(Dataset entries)
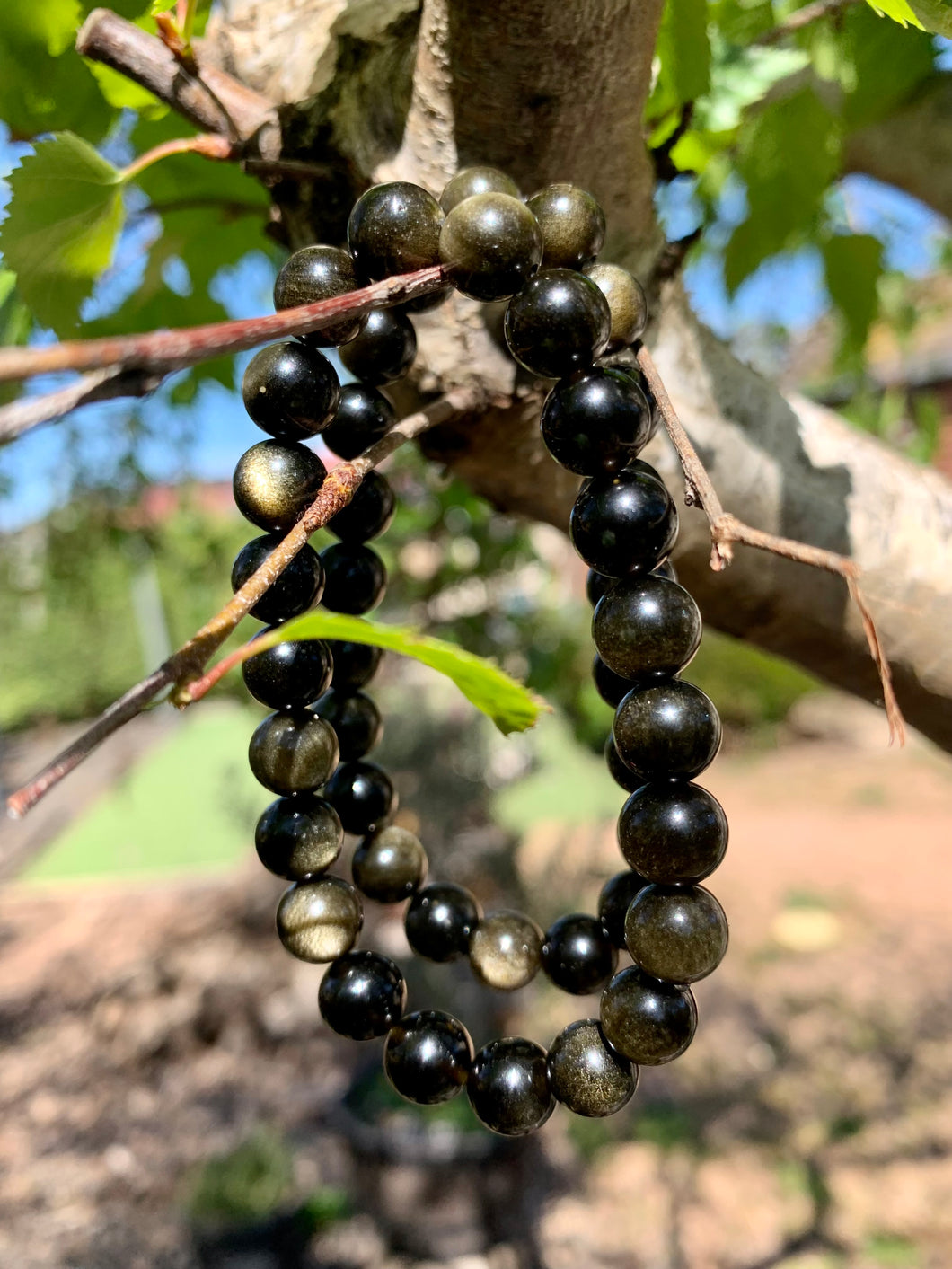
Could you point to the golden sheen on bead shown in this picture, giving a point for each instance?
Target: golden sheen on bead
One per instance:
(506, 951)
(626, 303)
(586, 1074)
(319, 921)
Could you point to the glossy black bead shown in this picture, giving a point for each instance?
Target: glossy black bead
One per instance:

**ACTIVITY**
Throughout the data above, copy all lines where the word "bead" is found.

**ANSWER SPACE**
Could you point to the golden sheen on bead shown in this picture, giving a point for each instance?
Target: golden sheen on bead
Could you point to the glossy black bead shown in this picture, giving a point for each instance?
Target: glossy black bead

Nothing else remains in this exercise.